§ **STATED TASK 1**: Quote the excerpt on blast radius below word for word, from "Definition of Blast" to "blast radius problem.".
§ **STATED TASK 2**: According to the excerpt on blast radius below, what does Blast Radius replace as the primary security metric in the Containment Era?

§ **EXCERPT**:
[BEGIN]

TL;DR
Blast Radius measures how far an attacker can move after compromising a single cloud workload: how many other workloads, databases, and services they can reach.
In environments with open east-west paths, blast radius is effectively unlimited. A single workload breach can cascade across an entire cloud environment.
In the Containment Era, Blast Radius replaces detection speed as the primary security metric.
Communication Governance reduces blast radius toward zero by eliminating unauthorized east-west communication paths.
Use the free WAPA tool to visualize your current blast radius across every workload.
Definition of Blast Radius
Here's a question worth putting to your team: if your most-connected workload were compromised tonight, how many other services could an attacker reach before anyone stopped them? If the honest answer is “I'm not sure” or “potentially a lot,” you're looking at a blast radius problem.

[END]

§ **LISTED ENTRIES**:
[BEGIN]

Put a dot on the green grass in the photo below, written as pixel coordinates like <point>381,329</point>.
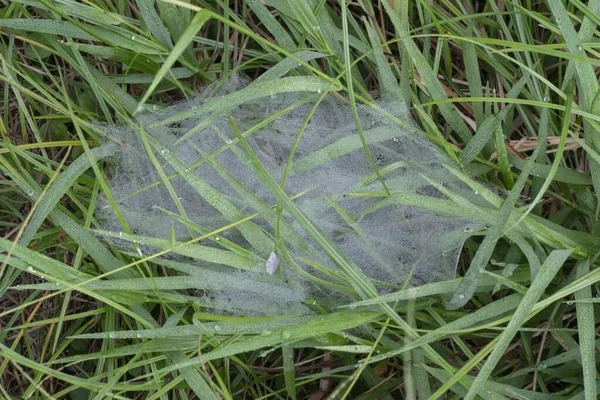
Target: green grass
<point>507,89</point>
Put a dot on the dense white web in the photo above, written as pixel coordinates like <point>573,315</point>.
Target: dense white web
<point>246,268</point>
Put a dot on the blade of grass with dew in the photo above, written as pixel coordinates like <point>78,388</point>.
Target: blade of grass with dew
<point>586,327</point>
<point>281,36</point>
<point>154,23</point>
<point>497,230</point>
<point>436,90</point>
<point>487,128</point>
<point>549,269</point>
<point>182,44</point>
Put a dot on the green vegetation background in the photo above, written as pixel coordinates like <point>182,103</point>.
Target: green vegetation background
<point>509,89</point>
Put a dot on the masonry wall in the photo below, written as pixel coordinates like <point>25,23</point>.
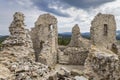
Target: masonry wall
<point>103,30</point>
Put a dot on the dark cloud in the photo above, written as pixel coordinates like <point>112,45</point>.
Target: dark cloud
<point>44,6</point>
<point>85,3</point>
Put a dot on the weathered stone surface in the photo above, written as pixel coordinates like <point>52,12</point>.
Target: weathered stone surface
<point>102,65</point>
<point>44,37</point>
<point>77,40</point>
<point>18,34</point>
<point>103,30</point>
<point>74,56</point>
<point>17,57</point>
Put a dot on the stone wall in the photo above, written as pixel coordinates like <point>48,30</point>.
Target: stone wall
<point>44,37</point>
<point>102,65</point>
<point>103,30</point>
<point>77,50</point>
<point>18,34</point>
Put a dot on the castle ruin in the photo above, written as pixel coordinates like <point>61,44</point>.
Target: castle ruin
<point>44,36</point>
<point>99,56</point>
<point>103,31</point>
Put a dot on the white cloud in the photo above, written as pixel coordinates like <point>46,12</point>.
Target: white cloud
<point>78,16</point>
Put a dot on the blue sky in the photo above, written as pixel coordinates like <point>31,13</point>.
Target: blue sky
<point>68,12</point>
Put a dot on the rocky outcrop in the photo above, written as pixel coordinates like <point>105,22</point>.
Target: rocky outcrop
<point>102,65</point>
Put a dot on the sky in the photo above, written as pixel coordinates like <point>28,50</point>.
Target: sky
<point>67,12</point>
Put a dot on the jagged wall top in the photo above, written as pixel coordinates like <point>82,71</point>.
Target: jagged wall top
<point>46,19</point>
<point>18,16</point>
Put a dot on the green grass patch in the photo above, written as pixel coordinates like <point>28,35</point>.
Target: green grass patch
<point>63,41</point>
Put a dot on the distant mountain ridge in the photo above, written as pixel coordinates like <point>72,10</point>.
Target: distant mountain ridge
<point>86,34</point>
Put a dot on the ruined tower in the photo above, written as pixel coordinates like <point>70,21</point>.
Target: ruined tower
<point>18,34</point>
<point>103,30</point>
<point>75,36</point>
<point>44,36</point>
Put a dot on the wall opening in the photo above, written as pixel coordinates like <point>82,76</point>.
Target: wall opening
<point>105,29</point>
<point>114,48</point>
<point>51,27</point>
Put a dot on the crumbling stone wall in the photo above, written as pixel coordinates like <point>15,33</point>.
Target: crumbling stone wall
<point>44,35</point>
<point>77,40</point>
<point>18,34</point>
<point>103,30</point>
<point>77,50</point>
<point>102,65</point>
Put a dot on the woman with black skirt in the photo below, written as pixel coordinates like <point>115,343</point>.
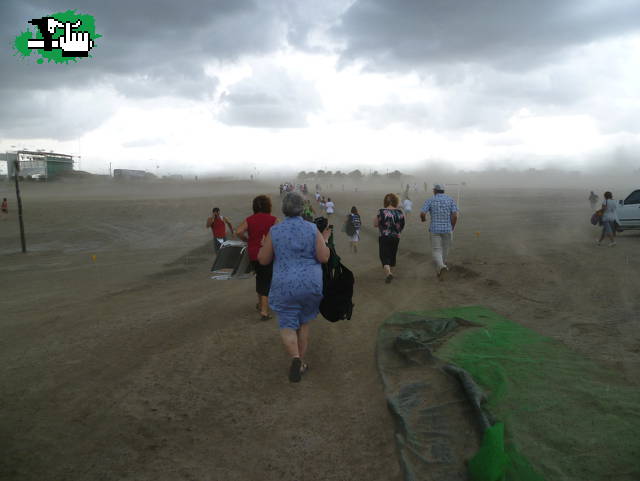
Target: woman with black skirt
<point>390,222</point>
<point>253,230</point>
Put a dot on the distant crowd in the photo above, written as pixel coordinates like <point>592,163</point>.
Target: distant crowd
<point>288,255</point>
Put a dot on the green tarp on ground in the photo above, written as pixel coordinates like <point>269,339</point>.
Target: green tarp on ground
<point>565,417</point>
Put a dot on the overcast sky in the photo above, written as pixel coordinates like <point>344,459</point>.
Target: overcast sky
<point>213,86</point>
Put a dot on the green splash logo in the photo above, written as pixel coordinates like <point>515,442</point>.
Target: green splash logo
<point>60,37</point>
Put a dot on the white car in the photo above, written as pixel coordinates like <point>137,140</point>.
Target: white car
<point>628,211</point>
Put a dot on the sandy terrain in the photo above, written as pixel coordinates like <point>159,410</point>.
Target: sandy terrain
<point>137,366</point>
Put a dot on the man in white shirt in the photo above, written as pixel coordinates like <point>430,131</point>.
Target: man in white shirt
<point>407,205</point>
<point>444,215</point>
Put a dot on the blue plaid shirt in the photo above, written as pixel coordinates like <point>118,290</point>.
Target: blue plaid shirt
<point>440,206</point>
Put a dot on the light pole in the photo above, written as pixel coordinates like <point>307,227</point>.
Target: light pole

[END]

§ **TASK ANSWER 1**:
Definition of Blast Radius
Here's a question worth putting to your team: if your most-connected workload were compromised tonight, how many other services could an attacker reach before anyone stopped them? If the honest answer is “I'm not sure” or “potentially a lot,” you're looking at a blast radius problem.

§ **TASK ANSWER 2**: Detection speed